• **Supplied passage**
No more Clear Channel bids?

Thomas H. Lee Partner's Scott Sperling says private equity firms can't afford to raise bid again; shareholders to vote May 8.

By Grace Wong, CNNMoney.com staff writer

NEW YORK (CNNMoney.com) -- Shareholders may have muscled the private equity suitors pursuing Clear Channel into raising their offer for the radio station giant once, but don't expect it to happen again.

Scott Sperling, co-president of Thomas H. Lee Partners, says the buyout firms were reluctant to raise their bid the first time around, and insists they simply can't afford to increase it again.

"[Our financing sources] don't have anything left. We don't have anything left," he said at a private capital conference in New York on Tuesday.

Clear Channel (Charts, Fortune 500) agreed to be bought by private equity firms Thomas H. Lee Partners and Bain Capital in November of last year, but dissenting shareholders threaten to derail the deal.

In an effort to win over shareholders, the buyout firms raised their cash offer last week from $37.60 a share to $39 a share, or about $19.4 billion.

• **Data segment**
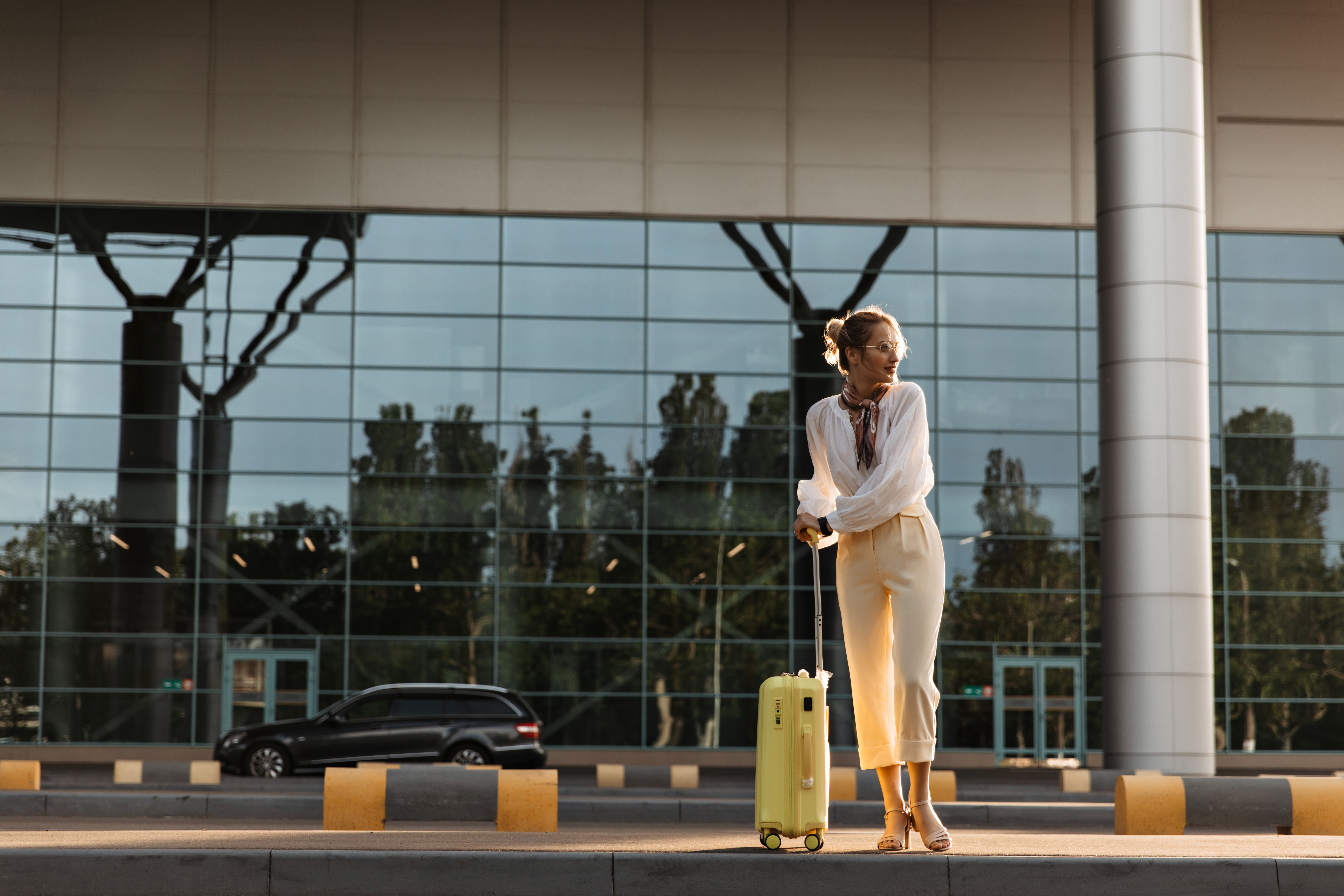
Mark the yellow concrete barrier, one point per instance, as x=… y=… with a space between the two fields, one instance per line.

• **Objective 1**
Answer these questions from the Clear Channel article:
(a) What position does Scott Sperling hold at Thomas H. Lee Partners?
(b) On what date are shareholders to vote?
(c) What was the buyout firms' cash offer per share before last week's increase?
• **Objective 2**
Extract the passage of the Clear Channel article between "NEW YORK (CNNMoney.com)" and "York on Tuesday.", inclusive.
• **Objective 3**
Sum up the Clear Channel article in two sentences.
The lines play no part in this exercise.

• **Written response 1**
(a) Co-president
(b) May 8
(c) $37.60 a share

• **Written response 2**
NEW YORK (CNNMoney.com) -- Shareholders may have muscled the private equity suitors pursuing Clear Channel into raising their offer for the radio station giant once, but don't expect it to happen again.

Scott Sperling, co-president of Thomas H. Lee Partners, says the buyout firms were reluctant to raise their bid the first time around, and insists they simply can't afford to increase it again.

"[Our financing sources] don't have anything left. We don't have anything left," he said at a private capital conference in New York on Tuesday.

• **Written response 3**
Scott Sperling, co-president of Thomas H. Lee Partners, says the private equity firms pursuing Clear Channel cannot afford to raise their bid again, and shareholders are to vote May 8. Thomas H. Lee Partners and Bain Capital agreed in November to buy the radio station giant and, facing dissenting shareholders, raised their cash offer last week from $37.60 to $39 a share, or about $19.4 billion.